(Beginning of EXERCISE INPUTS)

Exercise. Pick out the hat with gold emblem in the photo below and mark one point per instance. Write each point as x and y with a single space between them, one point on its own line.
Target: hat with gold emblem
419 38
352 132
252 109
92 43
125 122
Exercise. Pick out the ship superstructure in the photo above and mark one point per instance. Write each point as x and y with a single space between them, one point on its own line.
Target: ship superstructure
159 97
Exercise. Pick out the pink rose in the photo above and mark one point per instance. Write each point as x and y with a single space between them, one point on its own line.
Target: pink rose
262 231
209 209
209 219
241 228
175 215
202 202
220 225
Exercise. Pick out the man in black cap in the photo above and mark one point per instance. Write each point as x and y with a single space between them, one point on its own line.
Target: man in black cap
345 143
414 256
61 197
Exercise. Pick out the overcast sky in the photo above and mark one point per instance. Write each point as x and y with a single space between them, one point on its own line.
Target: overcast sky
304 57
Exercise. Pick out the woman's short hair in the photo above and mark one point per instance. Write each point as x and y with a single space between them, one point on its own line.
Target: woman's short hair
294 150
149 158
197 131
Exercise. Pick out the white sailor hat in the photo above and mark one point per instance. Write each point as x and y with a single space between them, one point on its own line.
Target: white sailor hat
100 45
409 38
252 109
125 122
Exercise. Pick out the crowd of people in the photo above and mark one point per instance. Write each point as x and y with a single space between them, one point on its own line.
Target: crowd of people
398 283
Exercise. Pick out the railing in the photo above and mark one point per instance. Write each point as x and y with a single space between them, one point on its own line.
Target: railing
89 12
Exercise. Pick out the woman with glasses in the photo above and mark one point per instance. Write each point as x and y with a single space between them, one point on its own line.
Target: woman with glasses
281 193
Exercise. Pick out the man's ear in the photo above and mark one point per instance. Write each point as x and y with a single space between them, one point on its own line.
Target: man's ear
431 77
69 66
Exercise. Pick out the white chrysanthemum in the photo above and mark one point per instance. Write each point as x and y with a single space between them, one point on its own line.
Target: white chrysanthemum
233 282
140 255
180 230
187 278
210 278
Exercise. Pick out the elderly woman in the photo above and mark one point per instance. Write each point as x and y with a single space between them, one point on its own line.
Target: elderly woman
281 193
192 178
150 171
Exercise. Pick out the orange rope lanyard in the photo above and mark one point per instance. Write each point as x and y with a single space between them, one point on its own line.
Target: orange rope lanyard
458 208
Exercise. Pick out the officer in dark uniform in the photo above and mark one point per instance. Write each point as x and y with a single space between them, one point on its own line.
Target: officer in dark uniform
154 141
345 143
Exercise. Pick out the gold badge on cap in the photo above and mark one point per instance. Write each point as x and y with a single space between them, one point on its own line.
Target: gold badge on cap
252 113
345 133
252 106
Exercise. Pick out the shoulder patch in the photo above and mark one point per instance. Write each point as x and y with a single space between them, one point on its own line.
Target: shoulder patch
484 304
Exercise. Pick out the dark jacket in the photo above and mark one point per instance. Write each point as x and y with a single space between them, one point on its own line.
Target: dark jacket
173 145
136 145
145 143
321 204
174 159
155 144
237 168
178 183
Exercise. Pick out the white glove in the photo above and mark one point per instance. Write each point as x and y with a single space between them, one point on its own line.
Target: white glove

(End of EXERCISE INPUTS)

-- WORK TO BE COMPLETED --
Using the records above, copy all lines that include the word "glove".

-- FINISHED TASK --
Exercise. Pick out the white glove in the photo above and mark one point per instance. Write each point as x and y with a single space between them, one point on its own line.
Target: white glove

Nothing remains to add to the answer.